====== Text block ======

# Injured cat



## LadyGascoyne (4 November 2021)

Calling cat people of HHO!

An injured cat came limping into the yard today, I think it’s had a run in with a car and it’s back leg looks to be badly lame (looks broken).

Cat is in a total panic, and won’t come anywhere near us. It’s hiding behind my muck heap, between some old disused barns and the horse fields. I can’t get anywhere close to it.

Vet referred me to Cats Protection but they won’t come out, so I have picked up a cat trap from them instead because I can’t leave the poor little thing on three legs.

I have put photos (from our cctv cameras) up on Facebook pages and spoken to all neighbours within reasonable distance of our farm. No one recognises poor cat.

Is there anything else I should be doing? It’s so cold tonight and I’m worried about the cat going into sick if it’s had a serious trauma.


----------



## AFishOutOfWater (4 November 2021)

If you know vaguely where on your property it is can you cordon off that bit with the trap inside to increase your chances of catching it?

======

### Short task A
Reproduce verbatim the part of the injured cat thread that begins at the words "Cat is in a" and stops after the words "a serious trauma.".

====== Records supplied ======

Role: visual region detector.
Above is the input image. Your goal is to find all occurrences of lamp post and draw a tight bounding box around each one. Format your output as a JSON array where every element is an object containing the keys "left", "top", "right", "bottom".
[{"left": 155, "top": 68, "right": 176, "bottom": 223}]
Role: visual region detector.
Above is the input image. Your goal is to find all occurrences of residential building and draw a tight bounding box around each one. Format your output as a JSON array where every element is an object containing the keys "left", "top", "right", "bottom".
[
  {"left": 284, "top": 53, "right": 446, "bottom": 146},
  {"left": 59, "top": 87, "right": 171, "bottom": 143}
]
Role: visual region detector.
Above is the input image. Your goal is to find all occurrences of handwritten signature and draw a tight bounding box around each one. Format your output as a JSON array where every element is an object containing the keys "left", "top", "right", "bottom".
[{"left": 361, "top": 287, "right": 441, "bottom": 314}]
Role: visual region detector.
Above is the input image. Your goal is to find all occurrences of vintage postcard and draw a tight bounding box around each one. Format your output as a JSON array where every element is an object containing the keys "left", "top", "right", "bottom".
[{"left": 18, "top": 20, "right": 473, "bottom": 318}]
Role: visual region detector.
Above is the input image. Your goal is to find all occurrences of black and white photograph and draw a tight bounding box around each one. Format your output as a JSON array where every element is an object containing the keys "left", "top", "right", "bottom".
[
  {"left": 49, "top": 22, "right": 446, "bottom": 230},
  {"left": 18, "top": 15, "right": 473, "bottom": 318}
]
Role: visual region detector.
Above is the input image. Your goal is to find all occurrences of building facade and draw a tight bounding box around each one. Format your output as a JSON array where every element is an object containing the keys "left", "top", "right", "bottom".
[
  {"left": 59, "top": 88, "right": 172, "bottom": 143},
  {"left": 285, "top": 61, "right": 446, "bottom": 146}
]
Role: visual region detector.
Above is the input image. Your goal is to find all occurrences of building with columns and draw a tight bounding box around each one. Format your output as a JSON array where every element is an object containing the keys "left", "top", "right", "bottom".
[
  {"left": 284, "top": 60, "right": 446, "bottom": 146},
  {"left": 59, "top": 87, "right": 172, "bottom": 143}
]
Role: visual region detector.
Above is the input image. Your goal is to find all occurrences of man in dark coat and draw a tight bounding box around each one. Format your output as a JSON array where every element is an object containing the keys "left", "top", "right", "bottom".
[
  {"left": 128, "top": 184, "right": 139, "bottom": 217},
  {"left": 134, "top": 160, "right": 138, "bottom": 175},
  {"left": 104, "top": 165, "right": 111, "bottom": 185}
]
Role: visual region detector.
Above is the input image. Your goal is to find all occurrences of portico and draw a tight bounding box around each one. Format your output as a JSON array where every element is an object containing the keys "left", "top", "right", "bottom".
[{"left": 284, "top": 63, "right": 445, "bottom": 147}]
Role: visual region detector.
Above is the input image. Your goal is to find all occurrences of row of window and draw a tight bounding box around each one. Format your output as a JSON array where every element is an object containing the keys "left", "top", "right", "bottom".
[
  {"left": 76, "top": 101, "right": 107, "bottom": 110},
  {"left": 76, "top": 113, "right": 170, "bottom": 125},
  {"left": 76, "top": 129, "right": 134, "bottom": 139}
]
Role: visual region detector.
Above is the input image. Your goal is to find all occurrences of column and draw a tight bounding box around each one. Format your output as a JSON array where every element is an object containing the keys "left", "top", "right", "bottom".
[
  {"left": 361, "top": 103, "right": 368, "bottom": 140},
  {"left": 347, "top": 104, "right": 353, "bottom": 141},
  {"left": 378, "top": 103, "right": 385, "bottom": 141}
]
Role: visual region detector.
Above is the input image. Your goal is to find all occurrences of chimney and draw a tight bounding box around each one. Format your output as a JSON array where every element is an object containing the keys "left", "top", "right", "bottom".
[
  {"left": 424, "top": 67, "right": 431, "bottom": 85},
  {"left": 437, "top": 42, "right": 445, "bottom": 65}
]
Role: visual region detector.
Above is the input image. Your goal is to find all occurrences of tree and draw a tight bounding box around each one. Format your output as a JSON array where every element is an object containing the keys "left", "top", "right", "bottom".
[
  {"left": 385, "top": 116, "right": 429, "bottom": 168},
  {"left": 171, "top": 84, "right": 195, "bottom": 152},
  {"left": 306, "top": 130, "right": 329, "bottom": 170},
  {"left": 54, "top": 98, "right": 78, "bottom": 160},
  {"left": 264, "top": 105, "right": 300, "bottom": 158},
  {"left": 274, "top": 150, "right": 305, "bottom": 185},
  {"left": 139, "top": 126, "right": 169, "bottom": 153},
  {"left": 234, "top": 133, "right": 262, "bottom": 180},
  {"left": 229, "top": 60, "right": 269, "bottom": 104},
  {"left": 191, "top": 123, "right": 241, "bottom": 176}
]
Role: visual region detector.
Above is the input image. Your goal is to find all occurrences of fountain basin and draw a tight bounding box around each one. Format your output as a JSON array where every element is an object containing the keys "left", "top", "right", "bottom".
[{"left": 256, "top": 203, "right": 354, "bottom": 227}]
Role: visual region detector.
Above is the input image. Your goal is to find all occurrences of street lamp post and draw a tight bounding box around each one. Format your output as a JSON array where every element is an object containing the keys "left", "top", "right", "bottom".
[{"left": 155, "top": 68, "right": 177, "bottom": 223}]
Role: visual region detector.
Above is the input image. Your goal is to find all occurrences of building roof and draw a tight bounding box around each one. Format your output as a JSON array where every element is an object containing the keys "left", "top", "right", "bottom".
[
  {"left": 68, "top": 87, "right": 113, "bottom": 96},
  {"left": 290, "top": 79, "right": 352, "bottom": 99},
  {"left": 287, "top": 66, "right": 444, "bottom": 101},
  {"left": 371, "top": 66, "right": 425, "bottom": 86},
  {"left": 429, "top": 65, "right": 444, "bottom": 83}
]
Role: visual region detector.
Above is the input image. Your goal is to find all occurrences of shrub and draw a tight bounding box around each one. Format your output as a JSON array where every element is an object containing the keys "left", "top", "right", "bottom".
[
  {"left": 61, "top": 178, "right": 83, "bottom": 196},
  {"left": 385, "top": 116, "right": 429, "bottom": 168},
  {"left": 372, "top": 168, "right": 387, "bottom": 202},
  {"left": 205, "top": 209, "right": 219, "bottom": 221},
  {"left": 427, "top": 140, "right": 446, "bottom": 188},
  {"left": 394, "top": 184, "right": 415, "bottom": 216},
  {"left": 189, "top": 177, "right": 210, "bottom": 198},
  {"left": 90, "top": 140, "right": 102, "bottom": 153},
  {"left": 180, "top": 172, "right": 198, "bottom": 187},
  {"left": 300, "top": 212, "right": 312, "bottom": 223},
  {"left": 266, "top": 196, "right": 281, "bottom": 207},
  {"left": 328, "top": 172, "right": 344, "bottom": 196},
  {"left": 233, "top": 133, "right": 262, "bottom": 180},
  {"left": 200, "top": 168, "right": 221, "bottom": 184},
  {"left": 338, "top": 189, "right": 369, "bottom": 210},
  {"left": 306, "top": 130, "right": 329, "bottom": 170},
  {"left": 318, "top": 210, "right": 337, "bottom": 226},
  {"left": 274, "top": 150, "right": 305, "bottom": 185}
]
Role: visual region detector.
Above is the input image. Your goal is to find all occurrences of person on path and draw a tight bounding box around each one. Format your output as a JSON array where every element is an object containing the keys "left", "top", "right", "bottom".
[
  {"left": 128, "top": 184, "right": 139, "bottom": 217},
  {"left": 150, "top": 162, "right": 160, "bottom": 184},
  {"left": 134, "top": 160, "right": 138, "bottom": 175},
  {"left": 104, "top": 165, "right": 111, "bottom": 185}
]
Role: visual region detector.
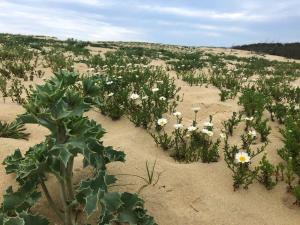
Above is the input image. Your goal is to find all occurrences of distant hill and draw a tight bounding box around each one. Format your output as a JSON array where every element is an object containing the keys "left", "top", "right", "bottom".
[{"left": 233, "top": 42, "right": 300, "bottom": 59}]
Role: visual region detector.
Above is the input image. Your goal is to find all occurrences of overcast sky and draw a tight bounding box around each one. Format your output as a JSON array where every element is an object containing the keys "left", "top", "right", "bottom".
[{"left": 0, "top": 0, "right": 300, "bottom": 46}]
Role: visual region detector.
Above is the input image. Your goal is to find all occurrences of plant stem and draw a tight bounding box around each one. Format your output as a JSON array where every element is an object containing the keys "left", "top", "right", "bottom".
[
  {"left": 66, "top": 156, "right": 75, "bottom": 201},
  {"left": 60, "top": 171, "right": 74, "bottom": 225},
  {"left": 40, "top": 178, "right": 64, "bottom": 221}
]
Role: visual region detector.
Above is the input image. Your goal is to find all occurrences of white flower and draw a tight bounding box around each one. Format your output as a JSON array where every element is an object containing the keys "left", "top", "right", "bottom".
[
  {"left": 192, "top": 107, "right": 200, "bottom": 112},
  {"left": 203, "top": 122, "right": 214, "bottom": 127},
  {"left": 173, "top": 112, "right": 181, "bottom": 117},
  {"left": 245, "top": 116, "right": 254, "bottom": 121},
  {"left": 248, "top": 130, "right": 256, "bottom": 138},
  {"left": 130, "top": 93, "right": 140, "bottom": 100},
  {"left": 152, "top": 88, "right": 159, "bottom": 92},
  {"left": 220, "top": 133, "right": 226, "bottom": 139},
  {"left": 206, "top": 130, "right": 214, "bottom": 137},
  {"left": 201, "top": 128, "right": 209, "bottom": 134},
  {"left": 188, "top": 126, "right": 197, "bottom": 132},
  {"left": 235, "top": 152, "right": 250, "bottom": 163},
  {"left": 174, "top": 123, "right": 183, "bottom": 130},
  {"left": 201, "top": 128, "right": 214, "bottom": 137},
  {"left": 157, "top": 118, "right": 168, "bottom": 126}
]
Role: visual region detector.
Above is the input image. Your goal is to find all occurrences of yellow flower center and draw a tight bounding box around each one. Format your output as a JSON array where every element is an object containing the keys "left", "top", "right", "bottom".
[{"left": 239, "top": 155, "right": 246, "bottom": 162}]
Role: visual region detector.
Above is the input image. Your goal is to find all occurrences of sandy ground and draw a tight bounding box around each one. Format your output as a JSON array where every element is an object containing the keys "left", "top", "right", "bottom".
[{"left": 0, "top": 46, "right": 300, "bottom": 225}]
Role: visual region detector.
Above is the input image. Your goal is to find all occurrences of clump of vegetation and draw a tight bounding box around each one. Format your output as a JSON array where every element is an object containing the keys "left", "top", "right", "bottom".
[
  {"left": 0, "top": 121, "right": 29, "bottom": 140},
  {"left": 0, "top": 72, "right": 155, "bottom": 225}
]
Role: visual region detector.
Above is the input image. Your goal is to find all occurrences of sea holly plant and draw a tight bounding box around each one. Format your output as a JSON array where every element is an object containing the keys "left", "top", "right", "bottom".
[
  {"left": 0, "top": 121, "right": 29, "bottom": 139},
  {"left": 0, "top": 72, "right": 155, "bottom": 225}
]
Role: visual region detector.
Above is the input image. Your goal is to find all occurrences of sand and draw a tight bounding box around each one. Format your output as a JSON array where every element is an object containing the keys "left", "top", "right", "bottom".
[{"left": 0, "top": 46, "right": 300, "bottom": 225}]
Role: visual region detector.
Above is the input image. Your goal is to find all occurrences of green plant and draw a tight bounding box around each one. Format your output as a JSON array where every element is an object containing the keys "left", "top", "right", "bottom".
[
  {"left": 223, "top": 112, "right": 242, "bottom": 136},
  {"left": 254, "top": 119, "right": 271, "bottom": 142},
  {"left": 8, "top": 79, "right": 26, "bottom": 105},
  {"left": 0, "top": 72, "right": 155, "bottom": 225},
  {"left": 224, "top": 137, "right": 266, "bottom": 191},
  {"left": 0, "top": 121, "right": 29, "bottom": 140},
  {"left": 0, "top": 77, "right": 8, "bottom": 102},
  {"left": 150, "top": 118, "right": 174, "bottom": 150},
  {"left": 239, "top": 88, "right": 269, "bottom": 118},
  {"left": 257, "top": 154, "right": 276, "bottom": 190}
]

======

### Short task B
Pick out and copy every line of the rows that contains the string "lamp", treating uppercase and lowercase as different.

### Correct answer A
Cat is in a total panic, and won’t come anywhere near us. It’s hiding behind my muck heap, between some old disused barns and the horse fields. I can’t get anywhere close to it.

Vet referred me to Cats Protection but they won’t come out, so I have picked up a cat trap from them instead because I can’t leave the poor little thing on three legs.

I have put photos (from our cctv cameras) up on Facebook pages and spoken to all neighbours within reasonable distance of our farm. No one recognises poor cat.

Is there anything else I should be doing? It’s so cold tonight and I’m worried about the cat going into sick if it’s had a serious trauma.

### Correct answer B
Above is the input image. Your goal is to find all occurrences of lamp post and draw a tight bounding box around each one. Format your output as a JSON array where every element is an object containing the keys "left", "top", "right", "bottom".
Above is the input image. Your goal is to find all occurrences of street lamp post and draw a tight bounding box around each one. Format your output as a JSON array where every element is an object containing the keys "left", "top", "right", "bottom".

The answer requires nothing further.